Your tasks:
**1)** Reproduce the passage on Einstein and Gödel word for word, everything from "From their long" down to "Plato to St.".
**2)** In the passage on Einstein and Gödel, where was Gödel hiding when the economist Oskar Morgenstern called on him?
**3)** Resume the passage on Einstein and Gödel, picking up after its final sentence.

Source excerpt:

Einstein would quip, "you shit yourself up before you know it."
Gödel's journey, by contrast, was in the opposite direction. Having
befriended Gödel, Einstein commented that he knew now, at last, that
in mathematics, too, one could find a path to the fundamental. In
befriending Einstein, Gödel was reawakened to his early interest in
physics. On their long walks home from the office, Einstein, forever
cheerful, would attempt to raise the spirits of the gloomy and
pessimistic Gödel by recounting his latest insights into general
relativity. Sadly, however, pessimism blossomed into paranoia. The
economist Oskar Morgenstern, calling one day on his good friend, was
shocked to find the great Gödel hiding in the cellar behind the
furnace.
From their long walks together, from their endless discussions,
something beautiful would soon be born. The scene was pregnant with
possibility. Time, which has taunted thinkers from Plato to St.
Augustine to Kant, had finally met its match in Einstein. While the
U-boats of his former fatherland were stalking the Allied fleet, this
most un-German of Germans was hunting a more elusive prey. He had
amazed the world decades earlier when he alone succeeded in capturing
and taming time itself in the equations of relativity. "Every boy in
the streets of Göttingen," his countryman David Hilbert wrote,
"understands more about four-dimensional geometry than Einstein. Yet,
in spite of that, Einstein did the work and not the mathematicians."

Data extract:
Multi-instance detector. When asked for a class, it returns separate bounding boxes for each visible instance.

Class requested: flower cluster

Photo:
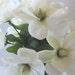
[0,0,75,75]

Answers:
**1)**
From their long walks together, from their endless discussions,
something beautiful would soon be born. The scene was pregnant with
possibility. Time, which has taunted thinkers from Plato to St.

**2)** In the cellar behind the furnace.

**3)**
Relativity had rendered time, the most elusive of beings, manageable
and docile by transforming it into a fourth dimension of space, or
rather, of relativistic space-time. Sharing with Gödel his latest
thoughts on the four-dimensional universe of space-time that he
himself had conjured into being, Einstein was sowing the seeds of
relativity in the mind of a thinker who would later be described as a
combination of Einstein and Kafka.
If Einstein succeeded in transforming time into space, Gödel would
perform a trick yet more magical: He would make time disappear. Having
already rocked the mathematical world to its foundations with his
incompleteness theorem, Gödel now took aim at Einstein and relativity.
Wasting no time, he announced in short order his discovery of new and
unsuspected cosmological solutions to the field equations of general
relativity, solutions in which time would undergo a shocking
transformation. The mathematics, the physics, and the philosophy of
Gödel's results were all new. In the possible worlds governed by these
new cosmological solutions, the so-called "rotating" or "Gödel
universes," it turned out that the space-time structure is so greatly
warped or curved by the distribution of matter that there exist
timelike, future-directed paths by which a spaceship, if it travels
fast enough -- and Gödel worked out the precise speed and fuel
requirements, omitting only the lunch menu -- can penetrate into any
region of the past, present, or future.
Gödel, the union of Einstein and Kafka, had for the first time in
human history proved, from the equations of relativity, that time
travel was not a philosopher's fantasy but a scientific possibility.
Yet again he had somehow contrived, from within the very heart of
mathematics, to drop a bomb into the laps of the philosophers. The
fallout, however, from this mathematical bomb was even more perilous
than that from the incompleteness theorem. Gödel was quick to point
out that if we can revisit the past, then it never really "passed."
But a time that fails to "pass" is no time at all.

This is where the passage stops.